= Passage =

Until this summer's potential discovery, the fiscally-strapped regional government of Walbrzych did not have the funds or incentive to spend money on what some consider to be a wild goose chase. 

Arkadiusz Grudzien, a spokesman for the mayor of Walbrzych, told ABC News that the non-invasive inspection will be conducted by the reputable Krakow Mining and Metallurgy Academy. The Academy said it expects to conclude the data collection by the end of this month, weather permitting. If the results are promising, an excavation attempt will be made probably in early spring, when there’s no snow on the ground. 

Locals in Walbrzych have taken advantage of the rush of tourists and treasure hunters into the area by selling mementos with gold train references.


----------



## GrauGeist (Nov 11, 2015)

I find this part particularly interesting:


bobbysocks said:


> Until this summer's potential discovery, the fiscally-strapped regional government of Walbrzych did not have the funds or incentive to spend money on what some consider to be a wild goose chase.


As there were steady updates and interviews and so on...then all of a sudden, the tone of the officials being interviewed changed or ceased and the news updates stopped.

So the big question is: who really stands to gain *if* that train is found...


----------



## Gnomey (Nov 12, 2015)

Well everybody is going to want a piece of the pie at the end of the day...


----------



## bobbysocks (Nov 15, 2015)

I found that quite interesting myself. could have been a ruse by local leaders to get some quick cash.


----------



## Airframes (Nov 15, 2015)

Latest rumour is that the train was moved, in April 1945, to somewhere in Burma, where it was buried ...................

Reactions: Like Like:
1 | Like List reactions


----------



## Capt. Vick (Nov 15, 2015)

Ah, so the Spitfires are buried in Poland! Make total sense now.

Reactions: Like Like:
1 | Like List reactions


----------



## Airframes (Nov 15, 2015)

No, it was the batch of Focke Wulf Fw-190D-13s that were hidden in Poland - the Spitfires were moved to Bermuda, but somehow disappeared on the way there.....

Reactions: Like Like:
1 | Like List reactions


----------



## GrauGeist (Dec 4, 2015)

At least someone has been finding Nazi gold... 

(lucky bastard!)

Aftermath of War - Archaeology Magazine


----------



## Gnomey (Dec 5, 2015)

[Data items]
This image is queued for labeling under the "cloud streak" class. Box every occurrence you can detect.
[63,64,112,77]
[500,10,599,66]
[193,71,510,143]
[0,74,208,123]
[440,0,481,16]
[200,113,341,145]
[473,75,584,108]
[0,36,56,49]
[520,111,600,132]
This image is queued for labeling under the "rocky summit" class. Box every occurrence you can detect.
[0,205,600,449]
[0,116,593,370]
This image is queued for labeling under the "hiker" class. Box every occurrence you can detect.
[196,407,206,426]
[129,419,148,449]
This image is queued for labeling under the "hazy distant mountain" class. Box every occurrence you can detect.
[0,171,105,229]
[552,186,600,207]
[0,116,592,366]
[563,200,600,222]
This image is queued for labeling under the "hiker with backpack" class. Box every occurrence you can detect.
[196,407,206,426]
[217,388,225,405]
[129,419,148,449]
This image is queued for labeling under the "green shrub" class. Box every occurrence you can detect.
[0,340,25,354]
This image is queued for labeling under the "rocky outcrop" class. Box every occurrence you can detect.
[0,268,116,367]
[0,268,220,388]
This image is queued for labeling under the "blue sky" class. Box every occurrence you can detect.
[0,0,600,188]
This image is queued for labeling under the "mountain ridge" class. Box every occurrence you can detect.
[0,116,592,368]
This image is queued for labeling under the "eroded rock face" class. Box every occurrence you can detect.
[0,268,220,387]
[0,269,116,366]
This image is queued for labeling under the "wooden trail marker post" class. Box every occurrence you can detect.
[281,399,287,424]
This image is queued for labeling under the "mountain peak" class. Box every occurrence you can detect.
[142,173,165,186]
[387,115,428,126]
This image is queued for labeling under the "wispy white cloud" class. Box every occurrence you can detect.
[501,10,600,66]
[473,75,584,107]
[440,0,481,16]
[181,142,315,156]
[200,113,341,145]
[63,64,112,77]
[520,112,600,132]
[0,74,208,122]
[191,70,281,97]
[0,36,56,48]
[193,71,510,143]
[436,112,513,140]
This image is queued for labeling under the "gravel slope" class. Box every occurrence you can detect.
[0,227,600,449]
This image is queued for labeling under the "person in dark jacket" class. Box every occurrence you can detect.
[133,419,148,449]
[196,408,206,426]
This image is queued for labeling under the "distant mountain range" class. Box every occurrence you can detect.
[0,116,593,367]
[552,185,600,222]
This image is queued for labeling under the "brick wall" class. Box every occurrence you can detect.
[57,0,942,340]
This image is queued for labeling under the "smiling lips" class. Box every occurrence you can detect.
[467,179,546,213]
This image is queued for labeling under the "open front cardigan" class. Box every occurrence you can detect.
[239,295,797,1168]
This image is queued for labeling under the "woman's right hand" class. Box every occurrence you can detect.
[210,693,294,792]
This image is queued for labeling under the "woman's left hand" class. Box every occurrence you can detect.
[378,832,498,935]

= Task instructions =
**A.** In the Walbrzych gold train thread, which institution will conduct the non-invasive inspection?
**B.** Please pick up the Walbrzych gold train thread after its last line and continue it.
The entries are separate material from the Walbrzych gold train thread.

= Numbered responses =
**A.** The Krakow Mining and Metallurgy Academy.

**B.**
Just not in a train or in Poland...


----------



## Capt. Vick (Dec 5, 2015)




----------



## DerAdlerIstGelandet (Dec 6, 2015)

So you think the Polish authorities would have started digging by now...


----------



## GrauGeist (Dec 6, 2015)

I wonder how many times someone's discovered a cache or hoard and kept it to themselves?


----------



## bobbysocks (Dec 6, 2015)

then that trunk of gold just might be at the bottom of that lake in Germany...


----------



## stona (Dec 15, 2015)

I hate to say 'I told you so'.

Nazi gold train: 'No evidence' of discovery in Poland - BBC News

Now where is that Lancaster buried in Birmingham? 

Cheers

Steve


----------



## Marcel (Dec 15, 2015)

stona said:


> I hate to say 'I told you so'.
> 
> Nazi gold train: 'No evidence' of discovery in Poland - BBC News
> 
> ...


It's not there, they are all here in the ground and I have pictures to prove it.


----------



## Gnomey (Dec 15, 2015)

Well there is a surprise  ...


----------



## pbehn (Dec 16, 2015)

The journalist covering this said he was with a lot of other journalists looking at "graphs they couldnt understand". Its good to know the guardians of our freedom don't just give up at the first hurdle isnt it?
All a corrupt official has to do is give the idiots a graph. 

From what was shown on TV all they said they could find was a tunnel which is a void, from my little experience of seismology that is all anyone can ever find, you cannot say what is in a void without some form of through transmission.


----------



## bobbysocks (Dec 20, 2015)

stona said:


> I hate to say 'I told you so'.
> 
> Nazi gold train: 'No evidence' of discovery in Poland - BBC News
> 
> ...



a few miles south of where the UFO crashed and the alien bodies were found


----------



## Capt. Vick (Aug 14, 2016)

According to AOL the search is back on:

The search for the rumored Nazi ghost train is back on


----------



## bobbysocks (Aug 14, 2016)

hot dog! and they renewed the search for the spitfires....never give up hope ( as long as there are suckers who will finance you that is )


----------



## GrauGeist (Aug 14, 2016)

These sort of thing lingers on.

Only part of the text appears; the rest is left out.